◆ **Given instruction**:
Copy out again, without any change, the part of the material below that begins with the line containing "In this exercise you will pick out the skylight" and runs through the end of the material.

####################

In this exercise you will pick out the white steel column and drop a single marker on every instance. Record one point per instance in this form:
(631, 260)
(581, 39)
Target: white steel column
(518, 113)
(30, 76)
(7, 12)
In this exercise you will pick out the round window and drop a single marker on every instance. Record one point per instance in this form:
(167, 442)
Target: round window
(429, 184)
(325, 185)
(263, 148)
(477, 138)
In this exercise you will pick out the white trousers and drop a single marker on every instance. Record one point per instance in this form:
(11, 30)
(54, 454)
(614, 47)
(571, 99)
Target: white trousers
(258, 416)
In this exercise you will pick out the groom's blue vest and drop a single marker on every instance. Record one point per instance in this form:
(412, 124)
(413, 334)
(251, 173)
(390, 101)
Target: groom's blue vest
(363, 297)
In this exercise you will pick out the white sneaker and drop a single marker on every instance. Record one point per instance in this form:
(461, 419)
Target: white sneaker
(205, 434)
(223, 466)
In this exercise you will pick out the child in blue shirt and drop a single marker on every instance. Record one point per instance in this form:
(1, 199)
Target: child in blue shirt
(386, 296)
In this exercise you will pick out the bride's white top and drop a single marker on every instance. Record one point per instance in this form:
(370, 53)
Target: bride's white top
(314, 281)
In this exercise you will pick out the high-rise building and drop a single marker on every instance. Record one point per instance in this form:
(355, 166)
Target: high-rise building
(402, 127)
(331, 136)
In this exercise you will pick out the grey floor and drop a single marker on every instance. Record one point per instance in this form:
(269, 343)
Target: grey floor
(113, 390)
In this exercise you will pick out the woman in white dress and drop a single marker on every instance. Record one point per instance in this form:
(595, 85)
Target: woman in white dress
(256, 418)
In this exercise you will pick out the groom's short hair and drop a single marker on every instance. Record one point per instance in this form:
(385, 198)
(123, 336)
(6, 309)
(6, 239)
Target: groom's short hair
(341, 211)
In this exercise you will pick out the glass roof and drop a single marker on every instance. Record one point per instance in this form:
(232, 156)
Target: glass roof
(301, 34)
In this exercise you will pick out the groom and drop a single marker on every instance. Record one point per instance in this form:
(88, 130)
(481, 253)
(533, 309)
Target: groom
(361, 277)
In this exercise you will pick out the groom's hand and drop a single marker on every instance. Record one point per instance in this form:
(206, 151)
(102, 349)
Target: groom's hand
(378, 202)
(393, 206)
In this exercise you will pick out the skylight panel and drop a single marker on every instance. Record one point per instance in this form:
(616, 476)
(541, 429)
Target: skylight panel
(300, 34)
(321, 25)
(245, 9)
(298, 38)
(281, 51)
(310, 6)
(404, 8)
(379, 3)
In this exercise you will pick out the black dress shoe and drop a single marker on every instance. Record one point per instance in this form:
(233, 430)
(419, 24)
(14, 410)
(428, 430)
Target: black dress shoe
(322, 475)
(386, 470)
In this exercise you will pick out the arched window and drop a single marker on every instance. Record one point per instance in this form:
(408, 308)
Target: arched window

####################

◆ **Result for this exercise**:
In this exercise you will pick out the skylight panel and drop a single marker on every instance. Record one point per instance in this form:
(616, 476)
(541, 429)
Target: skylight panel
(300, 34)
(321, 25)
(245, 9)
(298, 38)
(281, 51)
(310, 6)
(404, 8)
(379, 3)
In this exercise you will pick out the black dress shoe and drop a single marker on every instance. Record one point per instance in this form:
(233, 430)
(419, 24)
(14, 410)
(428, 430)
Target: black dress shoe
(322, 475)
(386, 470)
In this exercise you will pick out the arched window and drop a single marker on every instance. Record one point per instance in this form:
(408, 308)
Target: arched window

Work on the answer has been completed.